But the fact that the project was $1.4 billion over its budget was not disclosed until early 2000, when state Treasurer Shannon O'Brien forced the admission by officials of the Massachusetts Turnpike Authority.
Matt Wiley, program manager for the Central Artery/Ted Williams Tunnel project, was asked at a legislative hearing on the cost increase whether he was bothered by the internal cost estimates that differed from what officials were telling the public.
"I've raised the issue on one occasion that information should flow higher than the individual I was interacting with," Wiley said at a hearing before the Legislature's Joint Transportation Committee.
But Wiley said he did not press the matter, because "I had no knowledge of what was and wasn't being shared" with other state officials, including legislators.
Wiley did not identify the state official to whom he made the suggestion, but a source who asked not to be identified said it was Peter M. Zuk, who was project director until late 1998.
Yesterday was the first time a Bechtel/Parsons official has said there was concern that Big Dig cost information was not being given to the public.
Zuk, now working for a company in Colorado, declined to comment on Wiley's testimony.
Zuk and his boss at the time, James J. Kerasiotes, insisted during most of the late 1990s that the project would not cost more than $10.8 billion. However, Wiley confirmed yesterday that Governor William F. Weld was told late in 1994 that the project could cost almost $14 billion.
But Wiley denied that the lower cost estimate was an attempt to mislead the public, saying there were programs in place to reduce cost.
"I don't think we ever put forward any fictitious numbers," he said.
Attorney General Thomas F. Reilly said yesterday that the time has now come to investigate whether there were any crimes committed "as cost projections spiraled totally out of control."
"Those allegations cannot and will not be left alone," Reilly told the Transportation Committee.
He was referring to a recent report issued by state Inspector General Robert A Cerasoli alleging that federal and state officials deliberately misled the public about cost overrruns.
Reilly has issued subpoenas to a dozen state and federal agencies as part of an investigation into the allegations.
Yesterday's hearing came exactly one year after former governor Paul Cellucci fired the previous Big Dig management team, including Kerasiotes, who was the Mass. Pike chairman, and project director Patrick J. Moynihan.

_Collected material_:
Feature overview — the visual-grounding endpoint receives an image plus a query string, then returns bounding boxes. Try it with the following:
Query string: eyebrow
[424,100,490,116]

_Your task_:
Please output, unchanged, the part of the Big Dig cost article that begins at the words "He was referring" and stops after "into the allegations.".

_Task output_:
He was referring to a recent report issued by state Inspector General Robert A Cerasoli alleging that federal and state officials deliberately misled the public about cost overrruns.
Reilly has issued subpoenas to a dozen state and federal agencies as part of an investigation into the allegations.